Philips misses fourth-quarter forecasts, discloses US defibrillator dispute

Published On 2017-01-25 05:36 GMT   |   Update On 2017-01-25 05:36 GMT

Amsterdam : Medical equipment maker Philips (PHG.AS) missed forecasts for fourth-quarter earnings and disclosed a dispute with the U.S. Justice Department over heart defibrillators it had sold until 2016, but said the matter would not alter its medium term outlook.


The Dutch company stuck by financial targets of 4 percent to 6 percent average comparable sales growth and a 1 percent improvement in adjusted EBITA (earnings before interest, tax and amortization) margin per year despite the dispute over its defibrillators, used to deliver an electrical shock to restore the heart's normal rhythm in a cardiac emergency.


A spokesman said the dispute was about Philips' failure to adhere to U.S. Food and Drug Administration rules for supply chain documentation, and not whether the defibrillators sold by the company were safe or not.


The company has not yet taken a provision for a settlement with the Department of Justice. Van Houten said Philips' defibrillator business would be "impacted" but the scope was limited, as sales amounted to around 300 million euros annually, compared with group sales last year of 24.5 billion euros.


"What I'm trying to flag is that this will not have a major visual impact on our overall results for 2017," Van Houten said.


At 1417 GMT Philip-s' share price had recovered some of early losses and were trading 2.8 percent lower at 27.11 euros.

**Brief A**. Rewrite the paragraph of the Philips article that begins "The company has not yet taken a provision" as a short bulleted list that keeps its main facts.
**Brief B**. From the Philips article, extract everything from "A spokesman said" down to "at 27.11 euros.", word for word.
The data here come from a separate source, not from the Philips article.

**Excerpted data**.
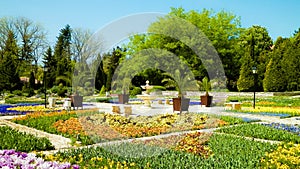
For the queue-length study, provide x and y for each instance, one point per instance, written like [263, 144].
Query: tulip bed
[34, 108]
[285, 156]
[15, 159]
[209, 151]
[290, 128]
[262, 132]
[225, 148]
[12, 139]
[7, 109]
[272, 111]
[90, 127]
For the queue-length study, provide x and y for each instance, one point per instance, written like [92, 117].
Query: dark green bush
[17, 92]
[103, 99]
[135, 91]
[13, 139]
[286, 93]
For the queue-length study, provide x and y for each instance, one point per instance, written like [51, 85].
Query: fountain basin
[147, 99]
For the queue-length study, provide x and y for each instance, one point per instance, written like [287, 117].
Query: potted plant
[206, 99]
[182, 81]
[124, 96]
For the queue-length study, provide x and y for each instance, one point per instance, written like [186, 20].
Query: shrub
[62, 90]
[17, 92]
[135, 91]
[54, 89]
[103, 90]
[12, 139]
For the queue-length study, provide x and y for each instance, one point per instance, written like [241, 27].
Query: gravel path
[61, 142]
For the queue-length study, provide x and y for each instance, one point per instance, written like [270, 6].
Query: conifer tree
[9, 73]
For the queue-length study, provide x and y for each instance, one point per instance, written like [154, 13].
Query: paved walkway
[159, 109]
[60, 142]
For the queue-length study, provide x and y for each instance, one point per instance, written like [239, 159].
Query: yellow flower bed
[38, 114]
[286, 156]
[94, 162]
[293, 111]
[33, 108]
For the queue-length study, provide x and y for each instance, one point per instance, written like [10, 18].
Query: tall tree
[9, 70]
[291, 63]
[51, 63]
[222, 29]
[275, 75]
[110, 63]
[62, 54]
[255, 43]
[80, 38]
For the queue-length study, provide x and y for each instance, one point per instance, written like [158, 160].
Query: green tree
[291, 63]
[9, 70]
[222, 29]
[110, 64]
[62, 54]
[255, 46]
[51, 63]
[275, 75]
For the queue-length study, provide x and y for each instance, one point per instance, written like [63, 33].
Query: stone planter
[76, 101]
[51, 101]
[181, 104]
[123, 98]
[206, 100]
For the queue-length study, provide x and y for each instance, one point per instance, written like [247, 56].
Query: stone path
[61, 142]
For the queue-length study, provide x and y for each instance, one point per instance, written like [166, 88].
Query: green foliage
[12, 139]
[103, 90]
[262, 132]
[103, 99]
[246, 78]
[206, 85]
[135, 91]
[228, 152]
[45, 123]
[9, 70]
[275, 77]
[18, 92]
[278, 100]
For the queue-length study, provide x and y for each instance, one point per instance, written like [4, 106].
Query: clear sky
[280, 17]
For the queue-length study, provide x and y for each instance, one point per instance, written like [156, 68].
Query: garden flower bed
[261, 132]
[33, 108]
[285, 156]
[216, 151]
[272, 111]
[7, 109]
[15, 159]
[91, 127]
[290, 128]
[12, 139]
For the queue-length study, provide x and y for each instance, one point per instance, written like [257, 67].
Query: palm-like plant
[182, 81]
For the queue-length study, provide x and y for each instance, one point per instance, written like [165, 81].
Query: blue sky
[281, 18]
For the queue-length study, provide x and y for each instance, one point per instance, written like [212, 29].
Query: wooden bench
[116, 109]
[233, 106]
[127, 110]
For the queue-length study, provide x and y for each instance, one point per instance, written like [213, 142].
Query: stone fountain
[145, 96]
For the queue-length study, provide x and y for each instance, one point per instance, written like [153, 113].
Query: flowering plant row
* * *
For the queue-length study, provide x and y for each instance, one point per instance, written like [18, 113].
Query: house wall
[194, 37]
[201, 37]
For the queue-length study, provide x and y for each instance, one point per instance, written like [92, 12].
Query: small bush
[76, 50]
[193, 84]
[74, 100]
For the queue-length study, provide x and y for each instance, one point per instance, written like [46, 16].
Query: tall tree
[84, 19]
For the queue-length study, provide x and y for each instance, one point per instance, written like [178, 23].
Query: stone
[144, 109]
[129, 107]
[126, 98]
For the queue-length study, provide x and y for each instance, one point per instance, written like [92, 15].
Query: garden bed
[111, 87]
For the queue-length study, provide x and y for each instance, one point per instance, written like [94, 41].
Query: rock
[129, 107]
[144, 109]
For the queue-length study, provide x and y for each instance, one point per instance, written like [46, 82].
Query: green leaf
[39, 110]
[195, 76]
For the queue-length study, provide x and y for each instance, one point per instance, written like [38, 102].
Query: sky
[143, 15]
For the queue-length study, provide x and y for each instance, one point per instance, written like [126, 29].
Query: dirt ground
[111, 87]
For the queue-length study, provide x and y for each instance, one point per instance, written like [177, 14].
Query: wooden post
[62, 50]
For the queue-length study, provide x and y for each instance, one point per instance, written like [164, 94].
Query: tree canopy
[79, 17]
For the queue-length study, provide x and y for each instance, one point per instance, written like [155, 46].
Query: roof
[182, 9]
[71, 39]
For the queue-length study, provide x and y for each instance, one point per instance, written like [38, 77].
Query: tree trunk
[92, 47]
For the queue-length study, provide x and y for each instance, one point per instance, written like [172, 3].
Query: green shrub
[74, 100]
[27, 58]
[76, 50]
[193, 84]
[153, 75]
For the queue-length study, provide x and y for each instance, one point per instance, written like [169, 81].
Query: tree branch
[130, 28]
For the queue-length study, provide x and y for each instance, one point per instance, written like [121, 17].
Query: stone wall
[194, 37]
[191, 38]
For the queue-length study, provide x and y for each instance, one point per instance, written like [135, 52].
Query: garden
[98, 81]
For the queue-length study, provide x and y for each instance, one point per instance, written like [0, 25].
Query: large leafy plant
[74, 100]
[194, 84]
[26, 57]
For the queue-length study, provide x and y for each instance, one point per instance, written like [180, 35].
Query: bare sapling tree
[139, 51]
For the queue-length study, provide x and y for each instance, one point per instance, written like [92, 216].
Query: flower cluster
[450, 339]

**Written response A**.
- Philips has not yet taken a provision for a settlement with the Department of Justice.
- Van Houten said the defibrillator business would be "impacted," but only to a limited extent.
- Defibrillator sales come to around 300 million euros a year, compared with last year's group sales of 24.5 billion euros.

**Written response B**.
A spokesman said the dispute was about Philips' failure to adhere to U.S. Food and Drug Administration rules for supply chain documentation, and not whether the defibrillators sold by the company were safe or not.


The company has not yet taken a provision for a settlement with the Department of Justice. Van Houten said Philips' defibrillator business would be "impacted" but the scope was limited, as sales amounted to around 300 million euros annually, compared with group sales last year of 24.5 billion euros.


"What I'm trying to flag is that this will not have a major visual impact on our overall results for 2017," Van Houten said.


At 1417 GMT Philip-s' share price had recovered some of early losses and were trading 2.8 percent lower at 27.11 euros.